= Listed entries =
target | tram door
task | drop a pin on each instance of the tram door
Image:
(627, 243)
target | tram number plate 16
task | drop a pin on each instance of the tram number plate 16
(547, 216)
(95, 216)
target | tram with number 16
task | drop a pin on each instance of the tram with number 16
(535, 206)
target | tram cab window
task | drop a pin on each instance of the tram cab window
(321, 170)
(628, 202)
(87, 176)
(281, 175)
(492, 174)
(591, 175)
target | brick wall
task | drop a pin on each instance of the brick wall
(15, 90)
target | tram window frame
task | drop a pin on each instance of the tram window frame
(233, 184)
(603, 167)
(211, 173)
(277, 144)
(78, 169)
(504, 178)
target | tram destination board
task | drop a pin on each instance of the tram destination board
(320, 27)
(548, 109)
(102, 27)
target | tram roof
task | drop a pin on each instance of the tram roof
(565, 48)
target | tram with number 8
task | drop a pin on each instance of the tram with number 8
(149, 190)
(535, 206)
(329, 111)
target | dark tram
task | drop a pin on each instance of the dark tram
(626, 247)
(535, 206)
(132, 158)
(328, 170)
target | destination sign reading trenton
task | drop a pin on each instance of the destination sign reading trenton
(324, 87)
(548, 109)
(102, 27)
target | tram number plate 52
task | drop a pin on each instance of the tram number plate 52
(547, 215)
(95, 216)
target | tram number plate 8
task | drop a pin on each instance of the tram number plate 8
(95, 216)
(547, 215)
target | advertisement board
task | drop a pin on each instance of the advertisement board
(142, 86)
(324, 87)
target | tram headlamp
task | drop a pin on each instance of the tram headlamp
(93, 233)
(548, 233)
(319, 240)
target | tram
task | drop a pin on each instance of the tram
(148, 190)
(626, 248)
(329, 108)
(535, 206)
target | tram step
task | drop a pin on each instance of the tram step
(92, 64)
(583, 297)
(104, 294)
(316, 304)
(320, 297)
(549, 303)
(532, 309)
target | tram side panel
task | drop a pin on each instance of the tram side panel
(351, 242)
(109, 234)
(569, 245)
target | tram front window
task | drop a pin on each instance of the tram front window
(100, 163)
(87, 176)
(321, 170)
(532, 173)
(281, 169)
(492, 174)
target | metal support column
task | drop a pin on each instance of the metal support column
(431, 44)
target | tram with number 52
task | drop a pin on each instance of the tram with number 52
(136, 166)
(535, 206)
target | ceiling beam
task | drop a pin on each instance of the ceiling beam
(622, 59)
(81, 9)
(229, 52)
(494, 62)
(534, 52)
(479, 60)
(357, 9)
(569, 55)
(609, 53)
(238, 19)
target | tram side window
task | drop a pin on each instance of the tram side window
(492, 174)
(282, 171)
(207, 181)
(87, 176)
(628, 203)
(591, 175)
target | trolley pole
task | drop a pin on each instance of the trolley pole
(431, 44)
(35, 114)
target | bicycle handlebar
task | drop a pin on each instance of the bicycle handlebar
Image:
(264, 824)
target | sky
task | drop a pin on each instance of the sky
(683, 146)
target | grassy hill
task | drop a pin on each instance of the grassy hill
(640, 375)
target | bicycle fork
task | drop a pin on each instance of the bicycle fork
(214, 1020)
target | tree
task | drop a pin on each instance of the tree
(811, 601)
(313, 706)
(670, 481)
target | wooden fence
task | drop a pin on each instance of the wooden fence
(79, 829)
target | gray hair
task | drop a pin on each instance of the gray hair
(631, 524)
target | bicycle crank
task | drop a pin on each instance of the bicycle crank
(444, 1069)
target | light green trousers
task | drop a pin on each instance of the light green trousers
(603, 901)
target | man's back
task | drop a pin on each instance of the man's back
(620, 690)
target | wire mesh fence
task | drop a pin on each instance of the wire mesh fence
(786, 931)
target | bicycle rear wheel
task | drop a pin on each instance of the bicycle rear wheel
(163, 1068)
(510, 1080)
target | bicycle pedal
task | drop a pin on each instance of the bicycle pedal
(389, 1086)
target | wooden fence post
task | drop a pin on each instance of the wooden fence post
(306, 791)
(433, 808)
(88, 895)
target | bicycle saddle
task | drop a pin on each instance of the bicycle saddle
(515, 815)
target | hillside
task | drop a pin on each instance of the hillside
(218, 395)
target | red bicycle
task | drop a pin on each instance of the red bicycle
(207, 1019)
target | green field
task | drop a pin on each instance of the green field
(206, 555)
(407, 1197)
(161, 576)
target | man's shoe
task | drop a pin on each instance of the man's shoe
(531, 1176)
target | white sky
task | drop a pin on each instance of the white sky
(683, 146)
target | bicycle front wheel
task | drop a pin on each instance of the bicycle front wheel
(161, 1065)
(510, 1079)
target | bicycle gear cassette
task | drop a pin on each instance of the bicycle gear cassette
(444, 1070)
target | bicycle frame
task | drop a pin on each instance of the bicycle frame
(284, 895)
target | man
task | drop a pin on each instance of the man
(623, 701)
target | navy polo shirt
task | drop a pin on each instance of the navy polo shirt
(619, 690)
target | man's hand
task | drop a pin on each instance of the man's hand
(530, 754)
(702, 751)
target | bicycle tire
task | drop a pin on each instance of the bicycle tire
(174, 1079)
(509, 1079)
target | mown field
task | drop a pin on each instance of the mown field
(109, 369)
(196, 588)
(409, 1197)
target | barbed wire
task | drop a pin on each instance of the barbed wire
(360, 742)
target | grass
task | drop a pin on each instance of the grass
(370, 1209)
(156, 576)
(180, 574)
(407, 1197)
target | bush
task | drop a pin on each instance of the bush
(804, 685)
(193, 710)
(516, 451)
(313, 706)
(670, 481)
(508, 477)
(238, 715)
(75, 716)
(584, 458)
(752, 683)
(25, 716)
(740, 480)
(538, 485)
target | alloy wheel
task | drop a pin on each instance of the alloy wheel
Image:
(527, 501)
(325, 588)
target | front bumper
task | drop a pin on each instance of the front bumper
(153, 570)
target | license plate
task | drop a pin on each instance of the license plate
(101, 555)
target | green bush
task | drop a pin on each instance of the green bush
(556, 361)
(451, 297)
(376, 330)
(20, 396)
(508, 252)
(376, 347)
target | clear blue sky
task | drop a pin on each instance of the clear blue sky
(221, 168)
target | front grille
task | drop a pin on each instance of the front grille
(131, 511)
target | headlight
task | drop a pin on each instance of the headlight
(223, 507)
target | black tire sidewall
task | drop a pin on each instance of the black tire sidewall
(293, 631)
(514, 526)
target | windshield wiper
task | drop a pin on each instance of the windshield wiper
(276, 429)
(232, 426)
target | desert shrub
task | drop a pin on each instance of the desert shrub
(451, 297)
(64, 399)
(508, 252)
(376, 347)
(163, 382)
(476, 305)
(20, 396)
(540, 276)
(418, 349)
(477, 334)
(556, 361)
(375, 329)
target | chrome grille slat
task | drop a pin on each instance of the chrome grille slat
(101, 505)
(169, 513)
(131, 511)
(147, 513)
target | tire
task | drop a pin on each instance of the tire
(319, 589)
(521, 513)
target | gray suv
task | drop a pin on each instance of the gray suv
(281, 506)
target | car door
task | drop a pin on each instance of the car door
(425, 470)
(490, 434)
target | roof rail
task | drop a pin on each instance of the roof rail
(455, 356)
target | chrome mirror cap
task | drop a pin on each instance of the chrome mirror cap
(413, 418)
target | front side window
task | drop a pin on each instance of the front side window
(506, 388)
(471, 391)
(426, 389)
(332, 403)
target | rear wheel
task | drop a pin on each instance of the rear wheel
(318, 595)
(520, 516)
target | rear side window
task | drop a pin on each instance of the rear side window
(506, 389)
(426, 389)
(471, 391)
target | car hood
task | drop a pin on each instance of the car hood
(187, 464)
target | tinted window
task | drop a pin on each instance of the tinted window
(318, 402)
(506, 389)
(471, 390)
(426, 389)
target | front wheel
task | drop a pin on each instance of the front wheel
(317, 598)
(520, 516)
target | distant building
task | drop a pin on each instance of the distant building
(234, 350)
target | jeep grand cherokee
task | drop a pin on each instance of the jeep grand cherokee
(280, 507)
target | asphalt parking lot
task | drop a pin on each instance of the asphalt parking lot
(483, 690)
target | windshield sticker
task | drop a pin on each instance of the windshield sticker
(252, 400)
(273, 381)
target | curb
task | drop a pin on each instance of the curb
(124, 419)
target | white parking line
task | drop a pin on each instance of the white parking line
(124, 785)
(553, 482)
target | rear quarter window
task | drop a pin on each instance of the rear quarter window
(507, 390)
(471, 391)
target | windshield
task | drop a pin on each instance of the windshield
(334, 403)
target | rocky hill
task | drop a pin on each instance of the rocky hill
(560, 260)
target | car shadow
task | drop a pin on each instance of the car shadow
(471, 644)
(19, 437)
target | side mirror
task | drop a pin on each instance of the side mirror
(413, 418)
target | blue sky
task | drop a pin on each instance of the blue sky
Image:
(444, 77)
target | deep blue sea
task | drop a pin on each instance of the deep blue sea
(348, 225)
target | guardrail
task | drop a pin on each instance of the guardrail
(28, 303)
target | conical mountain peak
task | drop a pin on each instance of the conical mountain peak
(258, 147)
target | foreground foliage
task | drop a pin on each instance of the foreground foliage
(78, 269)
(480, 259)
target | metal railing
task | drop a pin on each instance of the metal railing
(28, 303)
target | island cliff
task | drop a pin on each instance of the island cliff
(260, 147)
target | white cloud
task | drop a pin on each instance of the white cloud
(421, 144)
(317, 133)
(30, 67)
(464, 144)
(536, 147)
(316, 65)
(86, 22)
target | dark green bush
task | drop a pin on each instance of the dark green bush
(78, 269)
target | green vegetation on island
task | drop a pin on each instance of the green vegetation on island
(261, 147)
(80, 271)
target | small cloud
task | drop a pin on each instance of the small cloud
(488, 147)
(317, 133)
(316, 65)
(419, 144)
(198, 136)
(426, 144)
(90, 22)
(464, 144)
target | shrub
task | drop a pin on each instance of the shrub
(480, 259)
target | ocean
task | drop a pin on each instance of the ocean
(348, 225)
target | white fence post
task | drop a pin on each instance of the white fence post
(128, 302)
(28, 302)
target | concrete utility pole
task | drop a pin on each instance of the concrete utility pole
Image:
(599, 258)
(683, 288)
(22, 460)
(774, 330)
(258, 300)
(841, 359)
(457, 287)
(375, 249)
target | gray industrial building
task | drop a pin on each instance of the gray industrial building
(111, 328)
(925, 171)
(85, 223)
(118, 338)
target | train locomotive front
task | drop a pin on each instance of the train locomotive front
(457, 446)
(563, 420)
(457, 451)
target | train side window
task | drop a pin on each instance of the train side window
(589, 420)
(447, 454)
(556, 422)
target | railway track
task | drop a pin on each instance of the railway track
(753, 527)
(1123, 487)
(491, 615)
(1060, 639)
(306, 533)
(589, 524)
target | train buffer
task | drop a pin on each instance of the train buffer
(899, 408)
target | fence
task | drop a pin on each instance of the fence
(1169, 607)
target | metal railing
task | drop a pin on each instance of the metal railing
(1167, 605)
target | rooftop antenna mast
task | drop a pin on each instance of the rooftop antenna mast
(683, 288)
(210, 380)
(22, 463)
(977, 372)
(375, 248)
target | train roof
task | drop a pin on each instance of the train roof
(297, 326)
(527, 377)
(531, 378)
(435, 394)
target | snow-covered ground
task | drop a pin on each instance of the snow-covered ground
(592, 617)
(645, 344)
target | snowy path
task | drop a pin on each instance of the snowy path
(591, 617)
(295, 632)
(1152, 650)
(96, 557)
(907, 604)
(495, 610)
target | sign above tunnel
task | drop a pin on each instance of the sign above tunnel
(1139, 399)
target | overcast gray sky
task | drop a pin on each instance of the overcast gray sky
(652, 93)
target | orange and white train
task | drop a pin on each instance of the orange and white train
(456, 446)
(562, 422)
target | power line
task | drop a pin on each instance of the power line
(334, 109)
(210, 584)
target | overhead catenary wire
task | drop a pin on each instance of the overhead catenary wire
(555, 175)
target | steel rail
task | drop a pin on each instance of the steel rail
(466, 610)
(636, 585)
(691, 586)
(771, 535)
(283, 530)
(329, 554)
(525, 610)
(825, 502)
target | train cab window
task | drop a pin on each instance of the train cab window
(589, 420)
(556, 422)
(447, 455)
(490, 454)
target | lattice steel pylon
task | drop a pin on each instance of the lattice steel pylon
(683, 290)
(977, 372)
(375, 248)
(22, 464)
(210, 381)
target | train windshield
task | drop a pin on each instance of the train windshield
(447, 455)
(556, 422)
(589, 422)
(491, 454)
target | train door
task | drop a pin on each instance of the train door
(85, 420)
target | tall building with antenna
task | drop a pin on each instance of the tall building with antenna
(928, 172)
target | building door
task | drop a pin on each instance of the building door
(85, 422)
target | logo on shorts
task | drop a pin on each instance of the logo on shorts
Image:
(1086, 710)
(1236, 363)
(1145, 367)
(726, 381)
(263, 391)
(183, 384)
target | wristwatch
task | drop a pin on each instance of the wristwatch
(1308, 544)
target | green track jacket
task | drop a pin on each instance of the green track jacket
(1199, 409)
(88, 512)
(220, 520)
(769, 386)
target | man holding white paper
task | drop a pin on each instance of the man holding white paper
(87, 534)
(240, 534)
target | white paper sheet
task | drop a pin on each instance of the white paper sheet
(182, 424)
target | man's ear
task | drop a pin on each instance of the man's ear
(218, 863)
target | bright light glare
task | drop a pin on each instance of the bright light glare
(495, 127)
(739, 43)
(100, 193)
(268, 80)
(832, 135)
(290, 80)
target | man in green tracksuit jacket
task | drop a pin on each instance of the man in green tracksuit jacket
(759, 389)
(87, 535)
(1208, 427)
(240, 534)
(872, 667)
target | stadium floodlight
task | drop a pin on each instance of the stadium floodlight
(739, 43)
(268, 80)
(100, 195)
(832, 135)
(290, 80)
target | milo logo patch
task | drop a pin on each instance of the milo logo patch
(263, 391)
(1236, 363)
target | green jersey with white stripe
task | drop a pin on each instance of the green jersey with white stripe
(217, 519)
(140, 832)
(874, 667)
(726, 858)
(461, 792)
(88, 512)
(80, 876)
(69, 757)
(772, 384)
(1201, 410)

= Exercise details =
Exactly as written, give again every line from the one containing "target | wristwatch" through the last line of the material above, and no other lines.

= Written answer =
target | wristwatch
task | drop a pin on each instance of the wristwatch
(1308, 544)
target | green track jacket
task | drop a pin on each instance of the green track jacket
(1199, 409)
(88, 512)
(220, 520)
(769, 386)
target | man holding white paper
task | drop a pin on each instance of the man holding white paper
(87, 534)
(240, 534)
target | white paper sheet
task | drop a pin on each instance of the white paper sheet
(182, 424)
target | man's ear
task | drop a pin on each instance of the man's ear
(218, 863)
target | bright light glare
task | drop a pin on each instance of the bright light glare
(495, 127)
(739, 43)
(100, 193)
(268, 80)
(832, 135)
(290, 80)
target | man in green tracksuit jacket
task | drop a pin on each instance of the man in green tracksuit jacket
(759, 389)
(87, 535)
(1208, 427)
(240, 534)
(872, 667)
target | stadium floodlight
task | drop a pin on each instance of the stadium floodlight
(739, 43)
(268, 80)
(100, 195)
(832, 135)
(290, 80)
target | milo logo patch
task | drop a pin on each instance of the milo logo patch
(263, 391)
(1236, 363)
target | green jersey with white stripe
task | drop a pin on each instance of the green jersey with white stripe
(217, 519)
(140, 832)
(874, 667)
(726, 858)
(461, 792)
(88, 512)
(80, 876)
(69, 757)
(772, 384)
(1201, 410)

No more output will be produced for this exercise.